--- WHAT YOU NEED TO DO ---
Copy out every line of the material below word for word, leaving out the picture.

Data pulled from a collection

# # # # # # #

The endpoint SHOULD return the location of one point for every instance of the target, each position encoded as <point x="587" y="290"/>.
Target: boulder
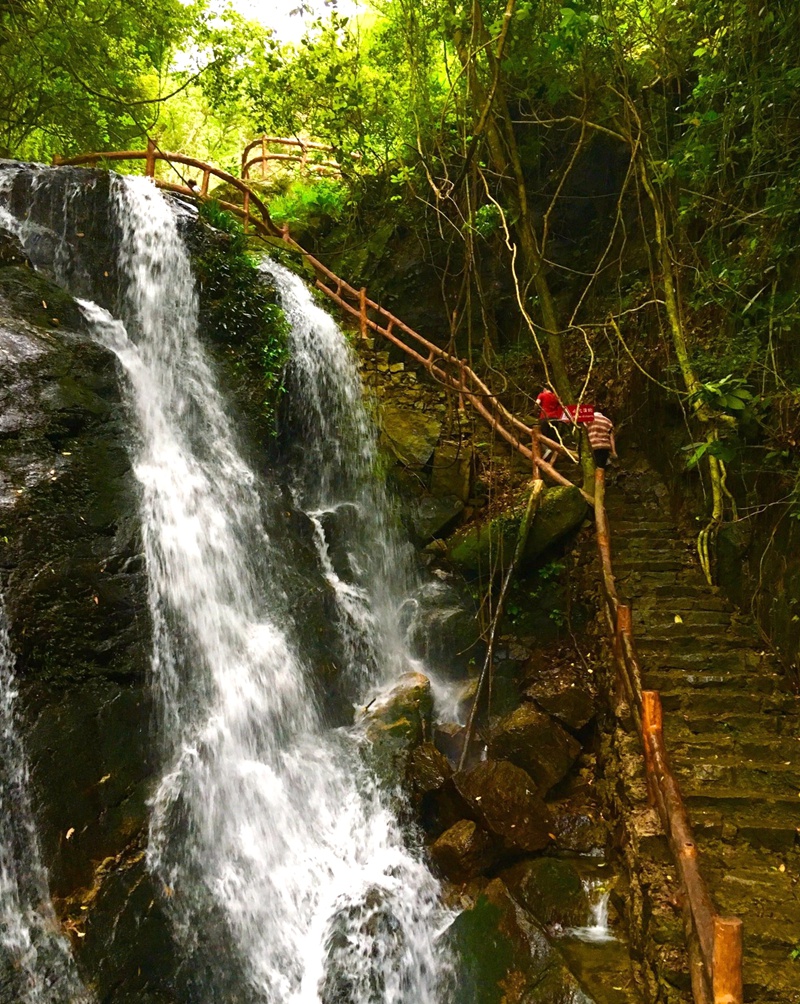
<point x="504" y="957"/>
<point x="433" y="515"/>
<point x="411" y="435"/>
<point x="476" y="549"/>
<point x="504" y="799"/>
<point x="449" y="739"/>
<point x="452" y="470"/>
<point x="463" y="851"/>
<point x="429" y="769"/>
<point x="395" y="725"/>
<point x="565" y="695"/>
<point x="536" y="743"/>
<point x="578" y="826"/>
<point x="551" y="889"/>
<point x="11" y="250"/>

# # # # # # #

--- ANSWER TO THE TASK ---
The endpoint SHOULD return the location of one point for every instance of the target, each position encoded as <point x="587" y="290"/>.
Target: boulder
<point x="504" y="957"/>
<point x="433" y="515"/>
<point x="411" y="435"/>
<point x="476" y="549"/>
<point x="504" y="799"/>
<point x="449" y="739"/>
<point x="452" y="470"/>
<point x="463" y="851"/>
<point x="429" y="769"/>
<point x="395" y="725"/>
<point x="565" y="695"/>
<point x="536" y="743"/>
<point x="578" y="826"/>
<point x="551" y="889"/>
<point x="11" y="250"/>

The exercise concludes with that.